Adonis Diaries

Posts Tagged ‘Mark Regev

The accents of the Israeli team

For many, following all the ins and outs of the Israeli-Palestinian saga can be confusing.  Hamas did that, the Israeli army did that.

They started the war. No, they started the war.  They broke the ceasefire.  No, they broke the ceasefire.  Hummus belongs to them. No, it belongs to them.

It is all very overwhelming.  One thing is glaringly clear.

American journalists seem to have a much easier time having conversations with Israeli officials than they do with their Palestinian counterparts.  The reason is obvious.

All of Israel’s official mouthpieces speak perfect unaccented English.  And why wouldn’t they?  After all, they are not from Israel.

 

Amer Zahr published this August 6, 2014:

Zahr is a Palestinian American comedian, writer, and speaker living in Michigan. He is also the editor of “The Civil Arab.” Email Amer Zahr.

Here are the cast of characters acting as Israel’s cheerleaders to the American public.

1. Peter Lerner is the foreign press spokesperson for the Israel Defense Forces.  He was born in London in 1973.  He immigrated to Israel in 1985.

Hebrew, one of the two official languages of Israel (yes, Arabic is an official language too, because Israel is a democracy), is his second language.  You might have wondered why Peter Lerner sounds more like a spokesperson for the Queen than he does for Israel.  Why wouldn’t he? He is, after all, a foreigner in the land of Israel.

20140805_zahr

2. Dore Gold is a diplomat who has served in many Israeli governments.  He was once Israel’s ambassador to the United Nations.  He is currently the president of an Israeli think tank in Jerusalem.  He was born in Connecticut, attended high school in Massachusetts, and earned a BA, MA, and PhD from Columbia University in New York City.

He has appeared on television numerous times during Israel’s latest offensive defending and explaining the policies of the Netanyahu government.  As you might expect, his English is perfect.  Mr. Gold lives in Jerusalem.

> Entries supplied:
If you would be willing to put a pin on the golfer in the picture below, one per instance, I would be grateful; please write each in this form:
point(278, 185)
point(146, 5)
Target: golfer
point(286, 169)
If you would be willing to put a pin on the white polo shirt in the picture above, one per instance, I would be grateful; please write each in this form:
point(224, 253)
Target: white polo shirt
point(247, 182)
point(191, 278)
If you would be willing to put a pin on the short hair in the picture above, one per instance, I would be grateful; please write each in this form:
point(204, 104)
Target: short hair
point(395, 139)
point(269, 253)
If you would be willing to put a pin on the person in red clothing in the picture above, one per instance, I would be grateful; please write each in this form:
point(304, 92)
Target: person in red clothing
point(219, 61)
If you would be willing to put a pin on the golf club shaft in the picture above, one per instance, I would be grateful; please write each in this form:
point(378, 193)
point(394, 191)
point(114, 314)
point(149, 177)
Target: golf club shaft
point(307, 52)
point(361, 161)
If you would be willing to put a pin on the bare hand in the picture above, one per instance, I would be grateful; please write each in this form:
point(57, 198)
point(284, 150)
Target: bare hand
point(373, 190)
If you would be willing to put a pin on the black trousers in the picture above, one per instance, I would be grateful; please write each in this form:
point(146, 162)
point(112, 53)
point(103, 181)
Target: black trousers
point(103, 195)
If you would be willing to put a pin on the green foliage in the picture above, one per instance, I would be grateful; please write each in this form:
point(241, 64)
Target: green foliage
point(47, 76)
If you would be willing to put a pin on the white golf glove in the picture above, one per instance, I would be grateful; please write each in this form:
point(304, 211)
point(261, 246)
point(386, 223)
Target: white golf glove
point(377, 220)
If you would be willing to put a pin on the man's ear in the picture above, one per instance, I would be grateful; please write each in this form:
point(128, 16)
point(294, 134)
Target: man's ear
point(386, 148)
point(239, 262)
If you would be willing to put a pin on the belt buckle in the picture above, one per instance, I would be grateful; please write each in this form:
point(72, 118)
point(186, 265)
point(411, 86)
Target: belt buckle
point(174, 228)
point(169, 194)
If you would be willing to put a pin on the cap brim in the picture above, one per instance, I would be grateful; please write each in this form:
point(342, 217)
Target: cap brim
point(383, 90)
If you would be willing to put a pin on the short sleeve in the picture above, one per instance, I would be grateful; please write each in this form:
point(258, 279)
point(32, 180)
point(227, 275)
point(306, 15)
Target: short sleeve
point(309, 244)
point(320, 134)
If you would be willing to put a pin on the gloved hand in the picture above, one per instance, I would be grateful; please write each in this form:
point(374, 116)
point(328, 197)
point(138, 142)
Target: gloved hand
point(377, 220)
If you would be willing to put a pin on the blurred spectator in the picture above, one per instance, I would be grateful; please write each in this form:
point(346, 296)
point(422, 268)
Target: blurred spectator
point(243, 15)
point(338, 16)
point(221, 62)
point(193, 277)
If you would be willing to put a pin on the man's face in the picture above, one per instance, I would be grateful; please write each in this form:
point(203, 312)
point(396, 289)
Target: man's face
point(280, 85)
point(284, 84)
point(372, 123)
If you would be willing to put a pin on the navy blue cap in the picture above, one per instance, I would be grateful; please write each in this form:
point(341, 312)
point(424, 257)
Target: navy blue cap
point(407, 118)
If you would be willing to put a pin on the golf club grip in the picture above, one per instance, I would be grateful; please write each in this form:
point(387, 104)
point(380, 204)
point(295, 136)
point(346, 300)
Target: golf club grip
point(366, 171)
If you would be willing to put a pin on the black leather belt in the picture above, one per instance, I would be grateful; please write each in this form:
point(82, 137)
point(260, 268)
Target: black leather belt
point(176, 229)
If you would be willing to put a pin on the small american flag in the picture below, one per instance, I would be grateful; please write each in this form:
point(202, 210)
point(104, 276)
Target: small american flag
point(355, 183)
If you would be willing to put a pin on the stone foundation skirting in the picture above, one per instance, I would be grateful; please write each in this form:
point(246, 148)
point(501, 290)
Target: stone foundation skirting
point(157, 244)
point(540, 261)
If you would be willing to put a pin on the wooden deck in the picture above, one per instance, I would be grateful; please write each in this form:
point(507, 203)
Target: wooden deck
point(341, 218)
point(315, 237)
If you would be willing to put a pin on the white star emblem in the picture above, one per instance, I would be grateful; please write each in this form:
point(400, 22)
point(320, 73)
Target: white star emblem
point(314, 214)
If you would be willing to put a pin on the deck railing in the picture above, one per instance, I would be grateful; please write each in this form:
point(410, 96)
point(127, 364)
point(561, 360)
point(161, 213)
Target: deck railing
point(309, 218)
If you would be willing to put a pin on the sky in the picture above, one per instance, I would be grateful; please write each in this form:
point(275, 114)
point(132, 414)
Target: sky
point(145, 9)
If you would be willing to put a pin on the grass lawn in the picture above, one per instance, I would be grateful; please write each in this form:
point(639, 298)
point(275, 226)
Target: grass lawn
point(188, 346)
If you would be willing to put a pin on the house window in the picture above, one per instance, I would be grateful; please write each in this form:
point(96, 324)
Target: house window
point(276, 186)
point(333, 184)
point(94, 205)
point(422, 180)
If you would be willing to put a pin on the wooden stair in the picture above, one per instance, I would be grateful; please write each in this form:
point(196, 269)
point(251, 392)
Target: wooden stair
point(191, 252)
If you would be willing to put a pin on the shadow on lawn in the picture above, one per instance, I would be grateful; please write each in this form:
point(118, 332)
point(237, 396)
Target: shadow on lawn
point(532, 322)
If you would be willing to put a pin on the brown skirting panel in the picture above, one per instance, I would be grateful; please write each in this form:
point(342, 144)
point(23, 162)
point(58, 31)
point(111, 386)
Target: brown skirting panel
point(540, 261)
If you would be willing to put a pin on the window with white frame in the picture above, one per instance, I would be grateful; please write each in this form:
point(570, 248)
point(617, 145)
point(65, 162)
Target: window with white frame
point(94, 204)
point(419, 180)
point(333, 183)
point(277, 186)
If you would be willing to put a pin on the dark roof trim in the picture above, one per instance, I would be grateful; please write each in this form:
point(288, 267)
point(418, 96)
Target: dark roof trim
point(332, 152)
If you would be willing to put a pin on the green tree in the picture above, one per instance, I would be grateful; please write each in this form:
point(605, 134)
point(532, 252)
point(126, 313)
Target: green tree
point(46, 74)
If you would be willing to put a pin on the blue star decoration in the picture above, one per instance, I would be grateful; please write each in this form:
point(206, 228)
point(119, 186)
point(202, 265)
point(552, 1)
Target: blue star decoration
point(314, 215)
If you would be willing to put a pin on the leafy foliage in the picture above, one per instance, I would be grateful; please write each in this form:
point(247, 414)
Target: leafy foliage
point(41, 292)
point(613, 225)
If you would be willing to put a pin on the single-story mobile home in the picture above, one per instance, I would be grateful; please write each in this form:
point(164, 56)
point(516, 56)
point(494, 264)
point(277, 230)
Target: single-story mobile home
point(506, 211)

> Actions to take:
1. Answer these questions about the post on Israeli spokespeople, one line each:
(a) What publication does Amer Zahr edit?
(b) In what city and year was Peter Lerner born?
(c) From which university did Dore Gold earn his BA, MA, and PhD?
2. Carry on the post on Israeli spokespeople from its last sentence.

> Answers for the exercise:
1.
(a) "The Civil Arab."
(b) London, 1973.
(c) Columbia University.

2.
He might even live in a house that once belonged to Palestinians:  trust me, in Jerusalem, it’s a safe bet.  You might have wondered why Dore Gold sounds like a Yankees fan.  Why wouldn’t he? He is, after all, a foreigner in the land of Israel.

3. Mark Regev is the official spokesman of the Netanyahu government.  In 1960, he was born in Australia, where he grew up and finished college.

He immigrated to Israel at the age of 22, when he began his graduate studies at the Hebrew University of Jerusalem.  He has remained in his adopted homeland ever since.  Hebrew is also his second language.

You might have wondered why the official Israeli spokesman sounds like Crocodile Dundee.  Why wouldn’t he? He is, after all, a foreigner in the land of Israel.

4. Michael Oren was most recently Israel’s ambassador to the United States.  He was born in upstate New York.  He earned his MA and PhD from Princeton University in New Jersey.  He immigrated to Israel in his mid-twenties. He has lectured at dozens of American campuses.

He articulately defends Israeli policies on American televisions across our great country.  Well, he is usually articulate, if you don’t count his recent interview on MSNBC when he suddenly (and quite conveniently) couldn’t hear Andrea Mitchell when she asked him about reports that Israel had eavesdropped on John Kerry last year.

But even when he flusters and fumbles, he speaks eloquent East Coast English.  You might have wondered why Michael Oren sounds like an American university professor.  Why wouldn’t he? He is, after all, a foreigner in the land of Israel.

5. Micky Rosenfeld is the Israeli police spokesperson to the foreign press.  He speaks English flawlessly.  That’s because he is English.  Yup, he was born in England and grew up there.  He is blond and blue-eyed.  There’s nothing wrong with that, of course.  He grew up with Duran Duran, the English Premiere League, and bland food.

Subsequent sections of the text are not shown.